(Natural language region descriptions)
<<<<

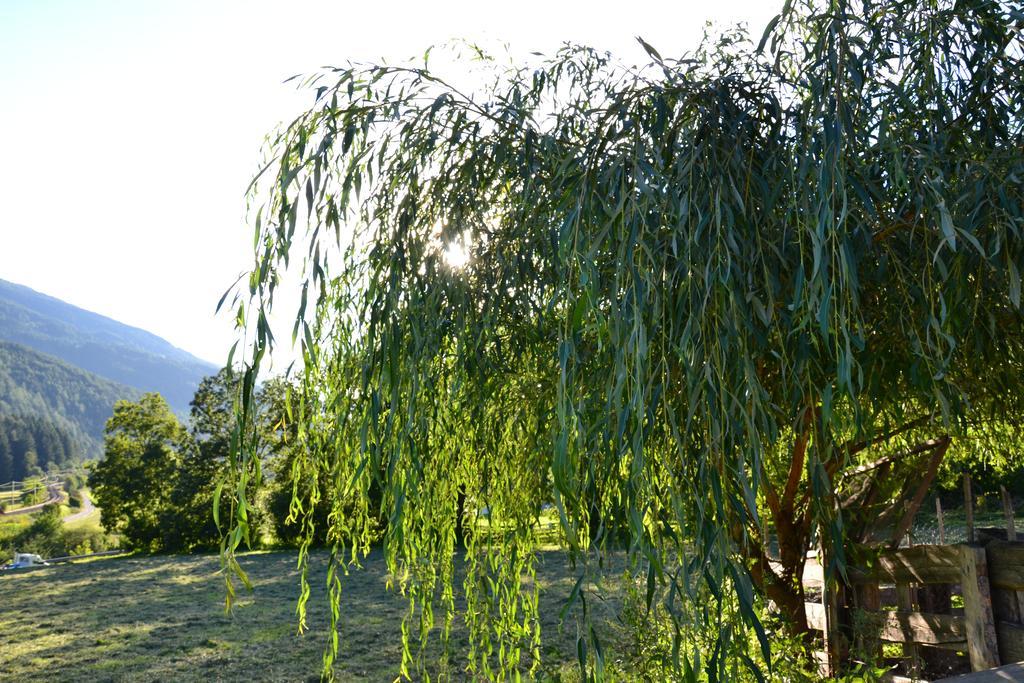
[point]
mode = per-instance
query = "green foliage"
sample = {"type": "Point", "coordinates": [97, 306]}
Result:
{"type": "Point", "coordinates": [143, 451]}
{"type": "Point", "coordinates": [157, 482]}
{"type": "Point", "coordinates": [31, 444]}
{"type": "Point", "coordinates": [75, 401]}
{"type": "Point", "coordinates": [46, 535]}
{"type": "Point", "coordinates": [679, 276]}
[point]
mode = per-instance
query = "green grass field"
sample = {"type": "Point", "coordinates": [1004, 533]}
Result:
{"type": "Point", "coordinates": [162, 619]}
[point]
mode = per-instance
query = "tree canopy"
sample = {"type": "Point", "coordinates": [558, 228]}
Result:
{"type": "Point", "coordinates": [670, 299]}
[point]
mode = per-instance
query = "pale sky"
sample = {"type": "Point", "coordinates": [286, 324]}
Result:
{"type": "Point", "coordinates": [129, 129]}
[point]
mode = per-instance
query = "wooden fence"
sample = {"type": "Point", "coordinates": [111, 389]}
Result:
{"type": "Point", "coordinates": [965, 598]}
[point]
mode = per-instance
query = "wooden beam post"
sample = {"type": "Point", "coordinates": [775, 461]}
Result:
{"type": "Point", "coordinates": [904, 600]}
{"type": "Point", "coordinates": [1008, 510]}
{"type": "Point", "coordinates": [942, 525]}
{"type": "Point", "coordinates": [969, 507]}
{"type": "Point", "coordinates": [981, 641]}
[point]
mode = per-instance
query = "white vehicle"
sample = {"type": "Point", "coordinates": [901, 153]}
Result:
{"type": "Point", "coordinates": [23, 560]}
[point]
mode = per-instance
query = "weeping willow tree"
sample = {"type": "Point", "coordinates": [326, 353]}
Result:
{"type": "Point", "coordinates": [694, 305]}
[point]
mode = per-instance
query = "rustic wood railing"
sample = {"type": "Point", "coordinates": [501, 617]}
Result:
{"type": "Point", "coordinates": [918, 610]}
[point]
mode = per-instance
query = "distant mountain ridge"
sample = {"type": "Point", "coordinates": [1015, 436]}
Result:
{"type": "Point", "coordinates": [120, 353]}
{"type": "Point", "coordinates": [76, 401]}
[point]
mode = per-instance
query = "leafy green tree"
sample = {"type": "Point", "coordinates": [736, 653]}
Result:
{"type": "Point", "coordinates": [6, 459]}
{"type": "Point", "coordinates": [43, 536]}
{"type": "Point", "coordinates": [143, 447]}
{"type": "Point", "coordinates": [751, 295]}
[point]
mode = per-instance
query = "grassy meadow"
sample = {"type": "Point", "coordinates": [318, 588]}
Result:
{"type": "Point", "coordinates": [162, 617]}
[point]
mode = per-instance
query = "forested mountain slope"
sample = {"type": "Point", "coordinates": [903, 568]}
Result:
{"type": "Point", "coordinates": [33, 384]}
{"type": "Point", "coordinates": [118, 352]}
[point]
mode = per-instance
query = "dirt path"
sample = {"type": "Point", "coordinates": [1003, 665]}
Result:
{"type": "Point", "coordinates": [55, 496]}
{"type": "Point", "coordinates": [87, 509]}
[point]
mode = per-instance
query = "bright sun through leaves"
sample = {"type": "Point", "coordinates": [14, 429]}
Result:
{"type": "Point", "coordinates": [457, 254]}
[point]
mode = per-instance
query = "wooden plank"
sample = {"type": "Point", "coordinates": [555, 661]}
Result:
{"type": "Point", "coordinates": [1006, 606]}
{"type": "Point", "coordinates": [914, 627]}
{"type": "Point", "coordinates": [1011, 641]}
{"type": "Point", "coordinates": [942, 524]}
{"type": "Point", "coordinates": [969, 507]}
{"type": "Point", "coordinates": [815, 615]}
{"type": "Point", "coordinates": [1006, 564]}
{"type": "Point", "coordinates": [981, 643]}
{"type": "Point", "coordinates": [921, 564]}
{"type": "Point", "coordinates": [1012, 672]}
{"type": "Point", "coordinates": [904, 600]}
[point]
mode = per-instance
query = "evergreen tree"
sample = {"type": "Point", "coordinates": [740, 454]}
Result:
{"type": "Point", "coordinates": [6, 458]}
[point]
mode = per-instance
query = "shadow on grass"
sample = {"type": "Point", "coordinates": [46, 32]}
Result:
{"type": "Point", "coordinates": [163, 619]}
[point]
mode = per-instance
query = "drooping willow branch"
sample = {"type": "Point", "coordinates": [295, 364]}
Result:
{"type": "Point", "coordinates": [673, 272]}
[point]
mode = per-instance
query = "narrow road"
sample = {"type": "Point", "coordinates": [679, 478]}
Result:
{"type": "Point", "coordinates": [87, 509]}
{"type": "Point", "coordinates": [55, 496]}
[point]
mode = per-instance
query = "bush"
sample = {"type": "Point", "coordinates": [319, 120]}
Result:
{"type": "Point", "coordinates": [47, 537]}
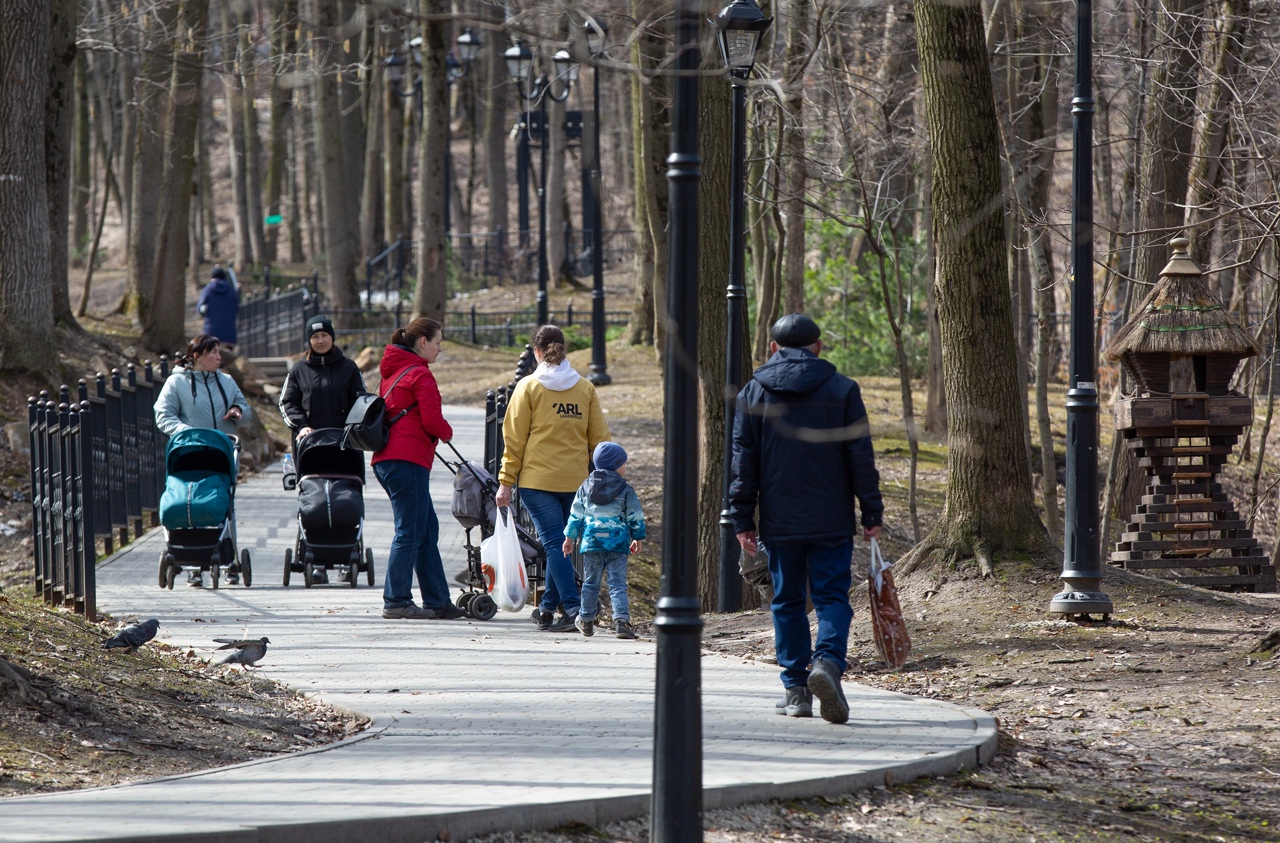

>>>>

After removing the pictures, set down every record above exactly as it stands.

## WRITTEN RESPONSE
[point]
mode = per-instance
query = "green foliage"
sample = {"type": "Point", "coordinates": [97, 306]}
Result:
{"type": "Point", "coordinates": [143, 451]}
{"type": "Point", "coordinates": [157, 482]}
{"type": "Point", "coordinates": [31, 444]}
{"type": "Point", "coordinates": [75, 401]}
{"type": "Point", "coordinates": [46, 535]}
{"type": "Point", "coordinates": [679, 276]}
[point]
mode = per-instance
query = "green grass field"
sample = {"type": "Point", "coordinates": [1004, 533]}
Result:
{"type": "Point", "coordinates": [162, 619]}
[point]
mode = per-instance
query = "tree canopy"
sample = {"type": "Point", "coordinates": [558, 228]}
Result:
{"type": "Point", "coordinates": [670, 299]}
[point]
mode = per-instance
query = "pale sky"
sample = {"type": "Point", "coordinates": [286, 324]}
Result:
{"type": "Point", "coordinates": [129, 129]}
[point]
mode = per-instance
query = "wooden fence"
sample = {"type": "Point", "coordinates": [111, 389]}
Result:
{"type": "Point", "coordinates": [965, 598]}
[point]
mode = per-instance
query = "wooden beam post"
sample = {"type": "Point", "coordinates": [775, 461]}
Result:
{"type": "Point", "coordinates": [904, 600]}
{"type": "Point", "coordinates": [1008, 510]}
{"type": "Point", "coordinates": [942, 525]}
{"type": "Point", "coordinates": [969, 507]}
{"type": "Point", "coordinates": [981, 641]}
[point]
mode = per-instance
query = "white vehicle"
sample = {"type": "Point", "coordinates": [901, 153]}
Result:
{"type": "Point", "coordinates": [23, 560]}
[point]
mode = per-instance
query = "weeping willow tree"
sample = {"type": "Point", "coordinates": [326, 353]}
Result:
{"type": "Point", "coordinates": [694, 305]}
[point]
mode = per-instance
query = "rustic wood railing"
sample = {"type": "Point", "coordinates": [501, 617]}
Result:
{"type": "Point", "coordinates": [918, 610]}
[point]
mode = per-instance
query = "distant mountain ridge"
sample = {"type": "Point", "coordinates": [1015, 436]}
Result:
{"type": "Point", "coordinates": [120, 353]}
{"type": "Point", "coordinates": [76, 401]}
[point]
mode = per-instance
query = "leafy green tree"
sample = {"type": "Point", "coordinates": [736, 653]}
Result:
{"type": "Point", "coordinates": [6, 459]}
{"type": "Point", "coordinates": [43, 536]}
{"type": "Point", "coordinates": [143, 447]}
{"type": "Point", "coordinates": [751, 295]}
[point]
mode = per-instance
query = "grassy meadow"
sample = {"type": "Point", "coordinates": [318, 588]}
Result:
{"type": "Point", "coordinates": [162, 617]}
[point]
mode = per-instance
query = "forested mountain slope"
sample = {"type": "Point", "coordinates": [903, 568]}
Result:
{"type": "Point", "coordinates": [33, 384]}
{"type": "Point", "coordinates": [118, 352]}
[point]
mode = per-instance
query = "dirt path"
sample = {"type": "Point", "coordinates": [1003, 665]}
Result:
{"type": "Point", "coordinates": [55, 496]}
{"type": "Point", "coordinates": [87, 509]}
[point]
mode = per-instance
query = "bright sun through leaves"
sample = {"type": "Point", "coordinates": [14, 429]}
Result:
{"type": "Point", "coordinates": [457, 254]}
[point]
mode = per-instance
query = "wooden plank"
sample = {"type": "Point", "coordinates": [555, 661]}
Result:
{"type": "Point", "coordinates": [1006, 606]}
{"type": "Point", "coordinates": [914, 627]}
{"type": "Point", "coordinates": [1011, 641]}
{"type": "Point", "coordinates": [942, 524]}
{"type": "Point", "coordinates": [969, 507]}
{"type": "Point", "coordinates": [815, 615]}
{"type": "Point", "coordinates": [1006, 564]}
{"type": "Point", "coordinates": [981, 643]}
{"type": "Point", "coordinates": [921, 564]}
{"type": "Point", "coordinates": [1012, 672]}
{"type": "Point", "coordinates": [904, 600]}
[point]
mode = per-instance
query = "evergreen tree"
sample = {"type": "Point", "coordinates": [740, 454]}
Result:
{"type": "Point", "coordinates": [6, 458]}
[point]
mode = per-instance
query = "shadow on grass"
sample = {"type": "Point", "coordinates": [46, 32]}
Result:
{"type": "Point", "coordinates": [163, 619]}
[point]
mode = per-instance
query = "drooping willow branch"
sample = {"type": "Point", "coordinates": [295, 364]}
Result:
{"type": "Point", "coordinates": [673, 272]}
[point]
mode = per-instance
query = "narrow road"
sample = {"type": "Point", "coordinates": [679, 478]}
Result:
{"type": "Point", "coordinates": [87, 509]}
{"type": "Point", "coordinates": [55, 496]}
[point]
mode = per-instance
query = "bush"
sample = {"type": "Point", "coordinates": [319, 120]}
Result:
{"type": "Point", "coordinates": [47, 537]}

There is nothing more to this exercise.